» **What to do**
All that should come back is the lines of the data below from the one containing "TARGET = wooden table" to the one containing "TARGET = chair armrest", inclusive, exactly as they stand.

Stored dataset items
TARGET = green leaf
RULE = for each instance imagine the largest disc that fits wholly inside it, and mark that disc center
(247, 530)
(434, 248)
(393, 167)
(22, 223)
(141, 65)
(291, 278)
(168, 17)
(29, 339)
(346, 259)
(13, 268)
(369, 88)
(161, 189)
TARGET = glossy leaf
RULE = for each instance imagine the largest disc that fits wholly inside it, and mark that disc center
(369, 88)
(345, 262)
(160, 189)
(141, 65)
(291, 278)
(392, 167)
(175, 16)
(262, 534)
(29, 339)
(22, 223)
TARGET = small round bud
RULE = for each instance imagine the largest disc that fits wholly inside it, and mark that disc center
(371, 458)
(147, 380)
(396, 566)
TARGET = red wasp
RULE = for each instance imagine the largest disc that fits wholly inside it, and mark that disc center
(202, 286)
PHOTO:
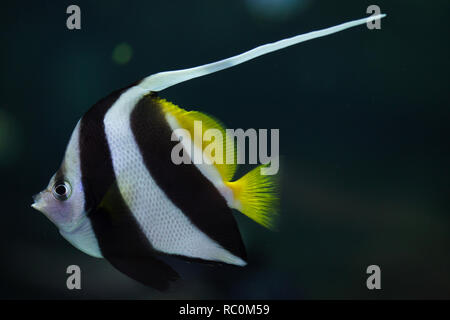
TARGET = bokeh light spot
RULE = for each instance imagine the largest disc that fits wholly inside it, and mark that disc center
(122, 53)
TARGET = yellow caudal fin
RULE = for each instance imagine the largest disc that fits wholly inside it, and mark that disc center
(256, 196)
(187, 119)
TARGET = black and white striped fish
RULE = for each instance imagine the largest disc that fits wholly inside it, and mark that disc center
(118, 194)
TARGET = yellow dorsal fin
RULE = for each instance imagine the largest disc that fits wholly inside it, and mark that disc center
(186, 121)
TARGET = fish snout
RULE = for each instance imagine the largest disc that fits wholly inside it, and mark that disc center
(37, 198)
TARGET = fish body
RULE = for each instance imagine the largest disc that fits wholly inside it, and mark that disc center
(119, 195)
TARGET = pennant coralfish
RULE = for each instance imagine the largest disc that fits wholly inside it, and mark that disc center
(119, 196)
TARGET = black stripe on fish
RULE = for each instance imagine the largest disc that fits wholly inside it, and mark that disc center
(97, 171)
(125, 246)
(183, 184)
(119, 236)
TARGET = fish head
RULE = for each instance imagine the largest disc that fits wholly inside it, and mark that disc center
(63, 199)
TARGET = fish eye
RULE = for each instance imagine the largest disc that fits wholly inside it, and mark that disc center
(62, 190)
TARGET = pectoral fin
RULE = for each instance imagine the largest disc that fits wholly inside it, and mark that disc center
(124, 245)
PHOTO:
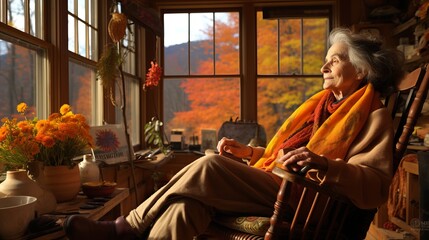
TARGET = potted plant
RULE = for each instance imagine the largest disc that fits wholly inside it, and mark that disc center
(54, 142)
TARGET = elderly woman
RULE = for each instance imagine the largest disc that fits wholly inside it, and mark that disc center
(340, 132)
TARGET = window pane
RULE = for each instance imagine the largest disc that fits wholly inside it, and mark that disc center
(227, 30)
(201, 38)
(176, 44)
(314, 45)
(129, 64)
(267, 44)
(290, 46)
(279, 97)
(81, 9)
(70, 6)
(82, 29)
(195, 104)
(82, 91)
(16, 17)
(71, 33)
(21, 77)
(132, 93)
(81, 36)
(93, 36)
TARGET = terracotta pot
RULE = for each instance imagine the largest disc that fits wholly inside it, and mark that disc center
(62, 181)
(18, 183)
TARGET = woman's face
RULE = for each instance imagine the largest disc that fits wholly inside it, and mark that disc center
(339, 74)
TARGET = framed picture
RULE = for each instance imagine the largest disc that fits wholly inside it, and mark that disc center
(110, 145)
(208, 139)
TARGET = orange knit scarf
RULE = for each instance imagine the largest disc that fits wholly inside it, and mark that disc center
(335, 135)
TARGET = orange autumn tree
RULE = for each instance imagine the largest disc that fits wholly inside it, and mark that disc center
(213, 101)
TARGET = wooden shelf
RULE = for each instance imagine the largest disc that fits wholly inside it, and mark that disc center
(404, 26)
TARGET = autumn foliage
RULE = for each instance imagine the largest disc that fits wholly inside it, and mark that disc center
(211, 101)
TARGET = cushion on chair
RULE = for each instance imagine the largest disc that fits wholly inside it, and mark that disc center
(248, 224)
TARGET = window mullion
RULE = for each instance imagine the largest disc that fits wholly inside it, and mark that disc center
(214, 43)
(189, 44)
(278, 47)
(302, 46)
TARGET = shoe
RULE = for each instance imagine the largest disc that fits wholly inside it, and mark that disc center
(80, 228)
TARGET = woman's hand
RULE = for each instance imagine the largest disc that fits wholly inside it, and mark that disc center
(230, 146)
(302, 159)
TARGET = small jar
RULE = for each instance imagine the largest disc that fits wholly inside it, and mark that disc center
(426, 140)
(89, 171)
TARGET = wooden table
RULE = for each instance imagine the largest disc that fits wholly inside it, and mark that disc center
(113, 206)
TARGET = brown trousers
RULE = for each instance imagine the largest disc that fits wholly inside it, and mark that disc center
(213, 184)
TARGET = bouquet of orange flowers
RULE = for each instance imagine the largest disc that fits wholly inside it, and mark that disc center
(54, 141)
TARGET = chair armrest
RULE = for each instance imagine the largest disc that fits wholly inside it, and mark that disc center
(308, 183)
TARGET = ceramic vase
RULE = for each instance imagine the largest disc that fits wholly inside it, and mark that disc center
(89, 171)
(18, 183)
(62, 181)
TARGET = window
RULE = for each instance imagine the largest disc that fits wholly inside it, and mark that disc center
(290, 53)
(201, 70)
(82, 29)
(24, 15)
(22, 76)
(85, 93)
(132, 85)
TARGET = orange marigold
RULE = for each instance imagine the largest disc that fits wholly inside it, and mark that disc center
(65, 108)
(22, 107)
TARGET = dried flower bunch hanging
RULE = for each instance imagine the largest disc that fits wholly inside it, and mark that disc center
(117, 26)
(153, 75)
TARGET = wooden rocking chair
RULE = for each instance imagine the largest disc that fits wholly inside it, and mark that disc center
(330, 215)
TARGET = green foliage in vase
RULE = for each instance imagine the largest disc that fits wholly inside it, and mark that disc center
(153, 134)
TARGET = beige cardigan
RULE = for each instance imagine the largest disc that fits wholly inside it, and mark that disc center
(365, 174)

...

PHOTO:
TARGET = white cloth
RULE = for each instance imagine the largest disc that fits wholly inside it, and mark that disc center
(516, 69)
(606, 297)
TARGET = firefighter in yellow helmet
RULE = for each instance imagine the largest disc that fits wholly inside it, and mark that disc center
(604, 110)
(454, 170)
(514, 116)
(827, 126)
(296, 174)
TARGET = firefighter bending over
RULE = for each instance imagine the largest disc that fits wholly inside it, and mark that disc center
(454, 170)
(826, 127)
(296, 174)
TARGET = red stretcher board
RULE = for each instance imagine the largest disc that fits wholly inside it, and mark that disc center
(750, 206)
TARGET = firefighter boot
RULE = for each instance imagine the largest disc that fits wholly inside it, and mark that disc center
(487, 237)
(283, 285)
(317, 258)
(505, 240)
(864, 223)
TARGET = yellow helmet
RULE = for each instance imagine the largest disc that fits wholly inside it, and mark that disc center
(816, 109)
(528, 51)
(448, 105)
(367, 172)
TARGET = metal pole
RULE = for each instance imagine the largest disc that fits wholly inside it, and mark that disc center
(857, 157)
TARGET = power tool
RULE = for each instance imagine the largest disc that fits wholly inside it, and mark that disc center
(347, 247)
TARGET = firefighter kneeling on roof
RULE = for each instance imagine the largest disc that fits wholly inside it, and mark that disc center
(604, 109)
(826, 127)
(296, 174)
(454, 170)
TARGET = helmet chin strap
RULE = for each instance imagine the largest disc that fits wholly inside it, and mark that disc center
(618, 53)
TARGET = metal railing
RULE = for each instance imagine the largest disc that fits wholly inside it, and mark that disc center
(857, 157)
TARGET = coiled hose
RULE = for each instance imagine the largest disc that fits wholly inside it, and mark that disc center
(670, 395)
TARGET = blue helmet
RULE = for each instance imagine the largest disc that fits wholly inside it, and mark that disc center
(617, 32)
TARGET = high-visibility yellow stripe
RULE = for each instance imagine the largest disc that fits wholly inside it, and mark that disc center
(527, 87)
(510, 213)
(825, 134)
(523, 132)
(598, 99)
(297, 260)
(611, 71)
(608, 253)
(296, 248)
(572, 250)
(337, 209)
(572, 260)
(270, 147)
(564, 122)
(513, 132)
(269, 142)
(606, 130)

--

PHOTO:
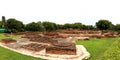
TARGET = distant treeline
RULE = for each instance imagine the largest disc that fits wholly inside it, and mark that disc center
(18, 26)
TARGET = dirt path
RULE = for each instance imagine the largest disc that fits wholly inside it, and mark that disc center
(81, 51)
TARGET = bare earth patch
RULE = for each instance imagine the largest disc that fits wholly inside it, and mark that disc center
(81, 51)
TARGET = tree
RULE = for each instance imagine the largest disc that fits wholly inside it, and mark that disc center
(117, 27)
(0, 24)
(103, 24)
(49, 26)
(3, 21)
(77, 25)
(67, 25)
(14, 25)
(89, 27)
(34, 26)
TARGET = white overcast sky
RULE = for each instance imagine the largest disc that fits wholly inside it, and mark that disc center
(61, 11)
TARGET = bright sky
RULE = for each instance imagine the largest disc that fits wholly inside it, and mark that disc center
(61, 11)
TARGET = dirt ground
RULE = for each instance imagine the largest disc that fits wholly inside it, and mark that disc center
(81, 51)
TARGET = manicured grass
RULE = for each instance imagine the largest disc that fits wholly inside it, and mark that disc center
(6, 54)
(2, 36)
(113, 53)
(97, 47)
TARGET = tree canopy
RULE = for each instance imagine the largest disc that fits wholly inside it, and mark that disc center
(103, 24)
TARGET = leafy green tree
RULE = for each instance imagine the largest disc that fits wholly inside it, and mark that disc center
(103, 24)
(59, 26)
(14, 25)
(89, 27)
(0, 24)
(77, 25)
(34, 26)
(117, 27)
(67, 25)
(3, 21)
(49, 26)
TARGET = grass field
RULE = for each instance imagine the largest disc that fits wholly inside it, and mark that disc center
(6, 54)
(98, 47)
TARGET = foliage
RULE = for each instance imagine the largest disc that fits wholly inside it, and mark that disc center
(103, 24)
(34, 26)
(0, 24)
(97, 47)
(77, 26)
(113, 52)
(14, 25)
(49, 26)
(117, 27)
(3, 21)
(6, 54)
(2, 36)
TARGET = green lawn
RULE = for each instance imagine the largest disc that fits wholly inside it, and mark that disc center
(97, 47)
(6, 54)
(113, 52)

» **Solution to this task**
TARGET = wooden table
RULE = for each instance imagine the largest disc that fits wholly inside it, and mark that disc center
(113, 206)
TARGET = brown trousers
RULE = for each instance imagine the largest disc that fits wholly inside it, and mark that disc center
(213, 184)
TARGET = bouquet of orange flowers
RULE = for each instance imagine the largest disc that fits wholly inside it, and mark that disc center
(54, 141)
TARGET = chair armrest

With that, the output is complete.